[Given text]:
★ ★ ★
6. During the January 2000 part-session, in its Opinion No 216, which it adopted for the attention of the Committee of Ministers concerning draft Protocol No. 12 to the ECHR, the Assembly asked the Committee of Ministers to include sexual orientation in the enumeration of grounds of discrimination, considering that experience had proved it to be one of the most insidious and odious forms of discrimination.
7. Sexual orientation already appears among the prohibited grounds of discrimination in the Treaty of Amsterdam amending the Treaty on European Union, which was adopted on 2 October 1997 and came into force on 1 May 1999. A new Article 6A of the Treaty is worded as follows: "Without prejudice to the other provisions of this Treaty and within the limits of the powers conferred by it upon the Community, the Council, acting unanimously on a proposal from the Commission and after consulting the European Parliament, may take appropriate action to combat discrimination based on sex, racial or ethnic origin, religion or belief, disability, age or sexual orientation."
8. In an effort to assess the situation of homosexuals in the Council of Europe member states, the Sub-Committee on Human Rights of the Committee on Legal Affairs and Human Rights organised a hearing on 14 October 1999.[1]
9. Further to the hearing, and at the initiative of the Rapporteur, a questionnaire was sent to all Parliamentary Assembly national delegations in order to obtain detailed information. The questionnaire is reproduced in Appendix I to this document.
10. The following countries replied: Andorra, Belgium, Bulgaria, Cyprus, Czech Republic, Estonia, Finland, France, Hungary, Iceland, Malta, Netherlands, Poland, Romania, Slovenia, Spain, Sweden, Switzerland and the United Kingdom.
11. It should be mentioned that Slovenia appended to its reply the comments of the NGOs which it consulted before answering. This accounts for the fact that the assessment of the de facto situation in its case is far more critical than for other countries.
12. The reply by Cyprus answers only the first question, since there are no statutory provisions dealing specifically with lesbians, gays and bisexuals on the topics raised in the other questions.
13. It should also be pointed out that the reported absence of a recognised homosexual community in a country is considered by your Rapporteur as meaning that it is forced into concealment by the social oppression of which it is a victim.
14. In the light of the hearing and of the replies to the questionnaire, this report sets out to examine the situation in the member countries from the angles of legislation, penalisation of homosexuality, employment and access to certain services such as the military, asylum, adoption and the right to have a child by recourse to artificial insemination.
★ ★ ★
[Task item]: Summarize the report excerpt in two sentences. Work only from the report excerpt.
★ ★ ★
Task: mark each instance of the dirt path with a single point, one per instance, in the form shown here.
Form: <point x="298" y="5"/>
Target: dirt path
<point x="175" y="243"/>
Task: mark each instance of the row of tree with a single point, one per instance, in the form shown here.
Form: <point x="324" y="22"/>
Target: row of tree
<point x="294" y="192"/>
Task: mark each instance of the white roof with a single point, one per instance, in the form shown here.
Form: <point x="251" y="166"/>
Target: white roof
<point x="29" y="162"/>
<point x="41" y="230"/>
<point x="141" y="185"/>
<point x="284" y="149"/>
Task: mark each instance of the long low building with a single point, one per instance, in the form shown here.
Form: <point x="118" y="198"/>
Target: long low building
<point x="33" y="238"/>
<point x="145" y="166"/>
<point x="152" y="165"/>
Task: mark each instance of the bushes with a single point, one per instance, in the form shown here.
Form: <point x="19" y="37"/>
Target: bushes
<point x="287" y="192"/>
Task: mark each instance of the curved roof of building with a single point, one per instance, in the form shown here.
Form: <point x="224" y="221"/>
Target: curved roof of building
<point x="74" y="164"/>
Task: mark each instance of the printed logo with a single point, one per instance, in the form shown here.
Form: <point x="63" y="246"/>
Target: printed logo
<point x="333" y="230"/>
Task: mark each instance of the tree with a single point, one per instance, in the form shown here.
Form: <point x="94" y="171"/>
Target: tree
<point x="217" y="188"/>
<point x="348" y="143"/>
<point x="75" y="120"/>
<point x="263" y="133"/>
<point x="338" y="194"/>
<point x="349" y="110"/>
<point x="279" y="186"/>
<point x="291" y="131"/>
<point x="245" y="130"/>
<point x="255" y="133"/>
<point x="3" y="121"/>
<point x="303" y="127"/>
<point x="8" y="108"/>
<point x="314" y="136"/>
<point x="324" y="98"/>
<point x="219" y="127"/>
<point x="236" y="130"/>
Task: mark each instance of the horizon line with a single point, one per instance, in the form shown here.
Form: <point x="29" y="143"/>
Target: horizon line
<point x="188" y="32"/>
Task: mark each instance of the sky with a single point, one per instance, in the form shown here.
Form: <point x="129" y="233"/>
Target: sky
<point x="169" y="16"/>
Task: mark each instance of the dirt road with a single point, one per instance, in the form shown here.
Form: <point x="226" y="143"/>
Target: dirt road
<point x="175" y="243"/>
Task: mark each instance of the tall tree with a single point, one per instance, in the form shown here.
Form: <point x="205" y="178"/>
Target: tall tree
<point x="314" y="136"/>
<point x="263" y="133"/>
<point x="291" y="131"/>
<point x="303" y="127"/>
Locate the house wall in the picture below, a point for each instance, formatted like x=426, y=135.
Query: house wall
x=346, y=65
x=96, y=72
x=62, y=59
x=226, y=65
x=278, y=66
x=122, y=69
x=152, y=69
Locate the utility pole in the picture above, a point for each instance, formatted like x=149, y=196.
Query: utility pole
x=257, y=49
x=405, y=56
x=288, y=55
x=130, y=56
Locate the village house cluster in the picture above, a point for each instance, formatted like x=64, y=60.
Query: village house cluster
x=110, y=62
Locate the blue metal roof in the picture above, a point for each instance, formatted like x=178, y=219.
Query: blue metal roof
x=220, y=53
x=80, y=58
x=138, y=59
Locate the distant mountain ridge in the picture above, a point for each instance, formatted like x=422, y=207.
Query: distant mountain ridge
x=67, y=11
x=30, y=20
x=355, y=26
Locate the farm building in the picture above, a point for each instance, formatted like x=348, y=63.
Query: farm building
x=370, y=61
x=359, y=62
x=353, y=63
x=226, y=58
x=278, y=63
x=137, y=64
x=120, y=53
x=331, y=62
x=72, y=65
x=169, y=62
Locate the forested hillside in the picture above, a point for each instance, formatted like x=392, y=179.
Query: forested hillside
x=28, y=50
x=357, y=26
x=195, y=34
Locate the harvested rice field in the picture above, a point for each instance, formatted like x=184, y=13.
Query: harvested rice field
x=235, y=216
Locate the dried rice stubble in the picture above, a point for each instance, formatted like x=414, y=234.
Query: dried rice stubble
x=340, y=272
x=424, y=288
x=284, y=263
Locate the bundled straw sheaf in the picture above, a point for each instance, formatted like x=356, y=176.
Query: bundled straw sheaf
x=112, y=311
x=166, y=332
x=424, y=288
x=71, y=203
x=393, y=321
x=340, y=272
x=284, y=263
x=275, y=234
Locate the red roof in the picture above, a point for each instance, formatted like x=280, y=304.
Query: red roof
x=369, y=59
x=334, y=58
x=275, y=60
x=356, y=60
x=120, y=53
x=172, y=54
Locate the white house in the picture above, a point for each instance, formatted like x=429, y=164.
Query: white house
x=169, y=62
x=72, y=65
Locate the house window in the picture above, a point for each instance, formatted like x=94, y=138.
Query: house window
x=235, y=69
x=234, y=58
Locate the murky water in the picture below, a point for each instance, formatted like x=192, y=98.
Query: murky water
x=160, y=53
★ ★ ★
[Response below]: In January 2000, the Assembly asked the Committee of Ministers to include sexual orientation among the grounds of discrimination in draft Protocol No. 12 to the ECHR, a ground that the Treaty of Amsterdam already prohibits. After a hearing on 14 October 1999 and a questionnaire sent to the national delegations, the report examines the situation in member countries in terms of legislation, penalisation of homosexuality, employment, and access to services such as the military, asylum, adoption and artificial insemination.